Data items
Start of Block

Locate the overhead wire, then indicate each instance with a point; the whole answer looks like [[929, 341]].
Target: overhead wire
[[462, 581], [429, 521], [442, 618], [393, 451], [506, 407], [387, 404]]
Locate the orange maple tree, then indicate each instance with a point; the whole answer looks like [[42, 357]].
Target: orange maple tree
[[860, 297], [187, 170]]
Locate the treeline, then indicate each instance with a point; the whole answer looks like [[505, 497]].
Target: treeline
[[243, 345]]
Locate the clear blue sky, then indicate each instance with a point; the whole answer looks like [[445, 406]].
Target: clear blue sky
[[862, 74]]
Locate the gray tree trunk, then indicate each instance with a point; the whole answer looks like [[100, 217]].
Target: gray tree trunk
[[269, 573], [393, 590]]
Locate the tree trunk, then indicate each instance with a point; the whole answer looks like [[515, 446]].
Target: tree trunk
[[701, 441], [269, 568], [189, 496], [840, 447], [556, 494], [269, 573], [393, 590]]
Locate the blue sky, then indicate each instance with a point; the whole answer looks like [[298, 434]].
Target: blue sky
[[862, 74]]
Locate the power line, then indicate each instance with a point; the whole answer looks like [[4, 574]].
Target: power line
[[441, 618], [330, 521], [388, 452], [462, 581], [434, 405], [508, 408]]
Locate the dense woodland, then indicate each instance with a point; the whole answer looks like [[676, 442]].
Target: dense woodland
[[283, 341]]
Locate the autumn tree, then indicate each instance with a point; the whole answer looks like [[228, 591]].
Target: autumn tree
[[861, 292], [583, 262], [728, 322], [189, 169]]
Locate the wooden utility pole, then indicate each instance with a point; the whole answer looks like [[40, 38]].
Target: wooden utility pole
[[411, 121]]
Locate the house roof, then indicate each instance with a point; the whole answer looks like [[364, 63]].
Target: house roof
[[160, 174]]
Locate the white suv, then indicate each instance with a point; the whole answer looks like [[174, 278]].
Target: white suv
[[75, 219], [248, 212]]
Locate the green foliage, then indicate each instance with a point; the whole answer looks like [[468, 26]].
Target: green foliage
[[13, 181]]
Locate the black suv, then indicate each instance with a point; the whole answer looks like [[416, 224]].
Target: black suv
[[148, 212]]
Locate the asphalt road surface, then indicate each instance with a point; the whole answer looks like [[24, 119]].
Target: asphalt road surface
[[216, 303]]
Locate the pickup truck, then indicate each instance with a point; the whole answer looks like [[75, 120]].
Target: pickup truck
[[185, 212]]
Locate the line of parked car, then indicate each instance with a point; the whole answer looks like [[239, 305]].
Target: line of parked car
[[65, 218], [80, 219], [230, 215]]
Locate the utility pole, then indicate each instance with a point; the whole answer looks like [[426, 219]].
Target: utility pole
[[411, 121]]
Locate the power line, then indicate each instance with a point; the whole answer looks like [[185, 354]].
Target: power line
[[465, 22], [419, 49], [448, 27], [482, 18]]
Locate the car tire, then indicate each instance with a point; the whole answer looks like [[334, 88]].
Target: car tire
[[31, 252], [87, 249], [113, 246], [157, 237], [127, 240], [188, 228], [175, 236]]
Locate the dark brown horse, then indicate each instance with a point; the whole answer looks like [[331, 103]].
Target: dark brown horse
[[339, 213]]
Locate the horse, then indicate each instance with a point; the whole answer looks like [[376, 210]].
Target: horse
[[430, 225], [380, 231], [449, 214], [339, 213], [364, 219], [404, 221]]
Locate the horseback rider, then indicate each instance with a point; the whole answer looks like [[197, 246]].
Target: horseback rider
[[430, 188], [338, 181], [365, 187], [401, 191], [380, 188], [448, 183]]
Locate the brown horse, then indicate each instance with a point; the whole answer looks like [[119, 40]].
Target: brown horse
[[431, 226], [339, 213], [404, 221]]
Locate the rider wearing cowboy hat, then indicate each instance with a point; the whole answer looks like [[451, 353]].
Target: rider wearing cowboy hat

End of Block

WHAT IS BEING ASKED: All of the entries above should be written out verbatim.

YOUR RESPONSE:
Locate the overhead wire, then indicate each instance with a point; the whole answer looks like [[929, 341]].
Target: overhead wire
[[462, 581], [429, 521], [442, 618], [393, 451], [506, 407], [387, 404]]
Locate the orange maple tree, then indicate each instance with a point; the whole answer looks like [[42, 357]].
Target: orange maple tree
[[860, 297], [187, 170]]
Locate the treeline, then indicate each instance with a point; the whole answer looks like [[505, 497]].
Target: treeline
[[243, 345]]
Locate the clear blue sky, then indicate each instance with a point; the whole answer looks like [[445, 406]].
Target: clear blue sky
[[862, 74]]
Locate the gray tree trunk, then indicate each instance with a point; the whole answer looks like [[100, 217]].
Target: gray tree trunk
[[269, 573], [393, 590]]
Locate the tree trunk, then indicate each instance with a point; the whole answer looks like [[515, 446]].
Target: tree trunk
[[701, 441], [269, 568], [189, 496], [840, 447], [556, 494], [269, 573], [393, 590]]
Locate the blue sky, then indicate each instance with a point; the whole answer looks like [[298, 434]].
Target: blue sky
[[862, 74]]
Locate the power line, then indicate each instance with a point; the whole answer looks like [[4, 574]].
Target: power line
[[441, 618], [330, 521], [388, 452], [462, 581], [434, 405], [508, 408]]
Locate the dense woodland, then indicate each instance with a point; the whole answer looks like [[676, 442]].
Target: dense woodland
[[283, 341]]
Locate the autumn tree, then indicate each instance with a point; the whole answer looks like [[228, 591]].
Target: autumn tree
[[861, 292], [583, 262], [728, 322], [189, 169]]
Locate the wooden utility pole, then indicate each instance with a point; the whole answer looks like [[40, 38]].
Target: wooden utility pole
[[411, 121]]
Locate the house roof, then indicate each instance with a point; the whole answer looks like [[364, 63]].
Target: house roof
[[160, 174]]
Locate the white suv, then indicate each instance with a point; the whole answer looks like [[174, 278]].
Target: white suv
[[75, 219], [248, 212]]
Locate the green foliage, then indicate each instance with a point; the whole answer looks like [[468, 26]].
Target: green foliage
[[13, 181]]
Locate the black suv, then indicate each instance with a point; the whole answer looks like [[416, 224]].
Target: black suv
[[148, 212]]
Locate the asphalt road surface, then indicate each instance with a point; the whole answer looks like [[24, 119]].
Target: asphalt road surface
[[216, 303]]
Locate the pickup truck, then indicate each instance with a point; the whole answer looks like [[75, 120]].
Target: pickup truck
[[185, 212]]
Locate the line of parked car, then indicate each instance with a point; the whole answer looks like [[239, 305]].
Target: line of parked car
[[65, 218], [80, 219], [230, 215]]
Locate the utility pole, then indicate each instance with a point; the whole answer looks like [[426, 219]].
Target: utility pole
[[411, 121]]
Locate the power line, then indicate each instance with a point; the whole answer looks like [[185, 354]].
Target: power line
[[465, 22], [419, 49], [448, 27], [482, 18]]
Locate the car tire, then indicate each instance with a point; the whole answer looks like [[334, 88]].
Target: car tire
[[31, 252], [87, 249], [113, 246], [157, 237], [127, 240], [188, 228], [175, 236]]
Locate the dark brown horse, then indicate each instance with a point; the whole answer looks like [[331, 103]].
Target: dark brown horse
[[339, 213]]
Locate the horse, then indicate each instance with a point; the whole answer looks like [[376, 210]].
Target: horse
[[430, 225], [380, 231], [449, 214], [339, 213], [364, 219], [404, 221]]
Locate the horseback rider, then indicate each instance with a point; the whole answer looks like [[197, 246]].
Target: horseback rider
[[430, 188], [338, 181], [365, 187], [401, 191], [380, 188], [448, 183]]
Locate the brown horse, then indicate each instance with a point; the whole answer looks like [[119, 40]].
Target: brown horse
[[431, 226], [339, 213], [404, 221]]
Locate the rider wearing cowboy hat, then indicate each instance with a point; the whole answer looks like [[451, 353]].
Target: rider wearing cowboy hat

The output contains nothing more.